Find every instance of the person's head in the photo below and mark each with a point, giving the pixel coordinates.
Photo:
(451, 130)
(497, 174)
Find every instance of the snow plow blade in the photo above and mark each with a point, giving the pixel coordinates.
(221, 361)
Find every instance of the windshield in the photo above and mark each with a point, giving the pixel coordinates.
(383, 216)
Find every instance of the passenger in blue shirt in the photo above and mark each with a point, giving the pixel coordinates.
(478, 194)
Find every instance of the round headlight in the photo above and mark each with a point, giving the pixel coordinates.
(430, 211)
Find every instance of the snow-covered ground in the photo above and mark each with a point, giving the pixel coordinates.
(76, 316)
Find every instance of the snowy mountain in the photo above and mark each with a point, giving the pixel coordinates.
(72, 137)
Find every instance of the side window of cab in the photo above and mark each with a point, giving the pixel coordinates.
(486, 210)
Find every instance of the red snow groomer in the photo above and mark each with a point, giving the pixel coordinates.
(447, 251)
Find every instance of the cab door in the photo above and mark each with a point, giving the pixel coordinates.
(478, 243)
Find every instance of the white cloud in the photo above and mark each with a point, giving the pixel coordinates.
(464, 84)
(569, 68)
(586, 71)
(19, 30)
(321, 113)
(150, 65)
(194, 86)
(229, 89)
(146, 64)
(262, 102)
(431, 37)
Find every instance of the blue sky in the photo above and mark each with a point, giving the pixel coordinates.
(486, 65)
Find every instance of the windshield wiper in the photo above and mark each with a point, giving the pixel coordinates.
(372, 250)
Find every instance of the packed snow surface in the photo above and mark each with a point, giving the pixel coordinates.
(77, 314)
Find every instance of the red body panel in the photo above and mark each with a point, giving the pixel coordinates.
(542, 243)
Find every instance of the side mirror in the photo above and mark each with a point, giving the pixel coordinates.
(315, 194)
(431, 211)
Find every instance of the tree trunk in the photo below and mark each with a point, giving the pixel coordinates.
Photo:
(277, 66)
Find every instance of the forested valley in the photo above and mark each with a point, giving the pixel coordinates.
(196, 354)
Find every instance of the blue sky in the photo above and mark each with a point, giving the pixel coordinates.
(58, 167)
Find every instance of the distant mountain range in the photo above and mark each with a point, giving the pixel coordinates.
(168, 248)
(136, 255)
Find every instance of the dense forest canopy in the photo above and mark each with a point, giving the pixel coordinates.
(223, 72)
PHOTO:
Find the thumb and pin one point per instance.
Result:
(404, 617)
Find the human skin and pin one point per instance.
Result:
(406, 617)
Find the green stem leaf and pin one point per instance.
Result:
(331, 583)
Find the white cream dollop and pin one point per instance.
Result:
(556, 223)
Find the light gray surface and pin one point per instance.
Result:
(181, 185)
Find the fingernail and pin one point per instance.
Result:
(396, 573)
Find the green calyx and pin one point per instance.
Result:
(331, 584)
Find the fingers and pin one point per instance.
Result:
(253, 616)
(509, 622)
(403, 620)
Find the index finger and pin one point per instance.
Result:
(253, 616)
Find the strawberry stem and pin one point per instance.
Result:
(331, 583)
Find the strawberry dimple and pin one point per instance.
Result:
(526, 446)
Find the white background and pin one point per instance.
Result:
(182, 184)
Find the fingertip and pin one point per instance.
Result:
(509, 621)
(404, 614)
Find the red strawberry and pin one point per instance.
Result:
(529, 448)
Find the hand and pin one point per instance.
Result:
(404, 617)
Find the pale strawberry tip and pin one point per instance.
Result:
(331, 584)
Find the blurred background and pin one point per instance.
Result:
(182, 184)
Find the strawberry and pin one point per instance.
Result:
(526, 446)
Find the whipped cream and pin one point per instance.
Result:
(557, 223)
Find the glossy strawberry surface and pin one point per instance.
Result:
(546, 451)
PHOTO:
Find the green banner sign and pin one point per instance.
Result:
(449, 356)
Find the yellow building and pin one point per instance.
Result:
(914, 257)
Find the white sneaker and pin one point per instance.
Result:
*-*-*
- Objective -
Make an exact copy of the records.

- Solution to the exercise -
Find every instance of the person's head in the photo below and mark each with a point, giving the pixel coordinates.
Photo:
(451, 130)
(497, 174)
Find every instance of the snow plow blade in the photo above and mark each with a point, giving the pixel coordinates.
(221, 361)
Find every instance of the windshield in the photo above and mark each with a point, giving the pixel coordinates.
(383, 216)
Find every instance of the passenger in blue shirt in the photo above and mark each with a point, giving the pixel coordinates.
(478, 194)
Find every instance of the round headlight in the photo above and mark each with a point, giving the pixel coordinates.
(430, 211)
Find every instance of the snow-covered ground in the photo above and mark each with a point, giving the pixel coordinates.
(76, 316)
Find every instance of the snowy mountain in the photo above and mark each with a point, giving the pixel coordinates.
(72, 137)
Find every instance of the side window of cab in the photo above and mark each with a point, giving the pixel coordinates.
(486, 210)
Find every instance of the red snow groomer in the photo above and mark each with a point, giving the pixel coordinates.
(447, 251)
Find every instance of the cab door in the photo above and mark each with a point, giving the pixel coordinates.
(478, 243)
Find every instance of the white cloud in the photo above and mark each with a point, giving the pixel coordinates.
(464, 84)
(569, 68)
(586, 71)
(19, 30)
(321, 113)
(150, 65)
(194, 86)
(229, 89)
(146, 64)
(262, 102)
(431, 37)
Find every instance of the blue sky in the photo above and mark each with a point, giving the pixel coordinates.
(486, 65)
Find every instance of the windshield wiper in the photo above and mark each with a point, giving the pixel coordinates.
(372, 250)
Find every instance of the packed snow surface in the photo above and mark each with a point, giving the pixel coordinates.
(77, 314)
Find every instance of the red body panel in the photo above and mark each with a point, giving the pixel coordinates.
(542, 243)
Find every instance of the side mirror in the photo above and mark each with a point, giving the pixel coordinates.
(315, 194)
(431, 211)
Find every instance of the tree trunk in the photo below and mark each with a point, giving the pixel coordinates.
Photo:
(277, 66)
Find every instance of the forested valley in the photo above and mark each with a point, giving the pixel coordinates.
(196, 354)
Find every instance of the blue sky in the photo above and mark each with a point, giving the pixel coordinates.
(58, 167)
Find every instance of the distant mountain range in the photo above and mark each with a point, giving the pixel coordinates.
(168, 248)
(136, 255)
Find every instance of the dense forest canopy in the photo above and mark each with a point, giving the pixel coordinates.
(223, 72)
PHOTO:
Find the thumb and pin one point per instance.
Result:
(404, 617)
Find the human skin and pin one point per instance.
Result:
(406, 617)
Find the green stem leaf and pin one point per instance.
Result:
(331, 583)
Find the white cream dollop and pin one point per instance.
Result:
(556, 223)
Find the light gray surface and pin one point per instance.
Result:
(181, 185)
Find the fingernail and pin one point per instance.
Result:
(396, 573)
Find the green calyx and pin one point per instance.
Result:
(331, 584)
Find the fingers and pin one point per instance.
Result:
(253, 616)
(509, 622)
(403, 620)
Find the index finger and pin one point per instance.
Result:
(253, 616)
Find the strawberry stem and pin one point per instance.
Result:
(331, 583)
Find the strawberry dimple and pin one point per instance.
Result:
(526, 446)
Find the white background and pin one point per instance.
Result:
(182, 184)
Find the fingertip and pin one point per instance.
Result:
(509, 621)
(404, 614)
Find the red strawberry and pin one point per instance.
Result:
(529, 448)
Find the hand and pin one point per instance.
Result:
(404, 617)
Find the pale strawberry tip and pin one point per instance.
Result:
(331, 584)
Find the blurred background and pin one point per instance.
Result:
(182, 184)
Find the strawberry and pin one point per instance.
Result:
(526, 446)
Find the whipped cream and pin one point per instance.
Result:
(557, 223)
Find the glossy strawberry surface and pin one point per instance.
Result:
(546, 451)
PHOTO:
Find the green banner sign and pin one point per instance.
Result:
(449, 356)
Find the yellow building and pin one point per instance.
Result:
(914, 257)
Find the white sneaker and pin one point per instance.
Result:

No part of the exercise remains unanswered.